Rewrite each of the entries below as a numbered list of its lines, and omit any blank lines.

··· Information given ···

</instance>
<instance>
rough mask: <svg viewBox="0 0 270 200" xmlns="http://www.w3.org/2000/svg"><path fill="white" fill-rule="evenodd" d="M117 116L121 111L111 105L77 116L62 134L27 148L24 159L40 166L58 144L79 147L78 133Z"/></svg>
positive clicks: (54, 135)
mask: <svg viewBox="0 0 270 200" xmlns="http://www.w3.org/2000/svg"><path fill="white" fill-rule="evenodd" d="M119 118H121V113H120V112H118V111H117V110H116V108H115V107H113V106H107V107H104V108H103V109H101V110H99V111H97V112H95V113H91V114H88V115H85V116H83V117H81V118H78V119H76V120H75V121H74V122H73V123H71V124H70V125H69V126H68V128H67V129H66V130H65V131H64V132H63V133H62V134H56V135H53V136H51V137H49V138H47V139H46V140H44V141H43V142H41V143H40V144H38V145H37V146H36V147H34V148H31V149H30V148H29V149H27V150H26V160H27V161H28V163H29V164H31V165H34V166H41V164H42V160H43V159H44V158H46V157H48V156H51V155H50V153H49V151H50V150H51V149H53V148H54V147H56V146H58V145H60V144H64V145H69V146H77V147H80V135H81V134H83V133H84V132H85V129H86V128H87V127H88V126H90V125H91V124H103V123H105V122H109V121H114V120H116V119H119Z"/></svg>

···

### The completed task:
1. </instance>
2. <instance>
3. rough mask: <svg viewBox="0 0 270 200" xmlns="http://www.w3.org/2000/svg"><path fill="white" fill-rule="evenodd" d="M117 116L121 111L111 105L77 116L62 134L27 148L24 159L40 166L58 144L79 147L78 133Z"/></svg>
4. positive clicks: (54, 135)
5. mask: <svg viewBox="0 0 270 200" xmlns="http://www.w3.org/2000/svg"><path fill="white" fill-rule="evenodd" d="M119 118H121V113H120V112H118V111H117V110H116V108H115V107H113V106H107V107H104V108H103V109H101V110H99V111H97V112H95V113H91V114H88V115H85V116H83V117H81V118H78V119H76V120H75V121H74V122H73V123H71V124H70V125H69V126H68V128H67V129H66V130H65V131H64V132H63V133H62V134H56V135H53V136H51V137H49V138H47V139H46V140H44V141H43V142H41V143H40V144H38V145H37V146H36V147H34V148H31V149H30V148H29V149H27V150H26V160H27V161H28V163H29V164H31V165H34V166H41V164H42V160H43V159H44V158H46V157H48V156H51V155H50V153H49V151H50V150H51V149H53V148H54V147H56V146H58V145H60V144H64V145H69V146H77V147H80V135H81V134H83V133H84V132H85V129H86V128H87V127H88V126H90V125H91V124H103V123H105V122H109V121H114V120H116V119H119Z"/></svg>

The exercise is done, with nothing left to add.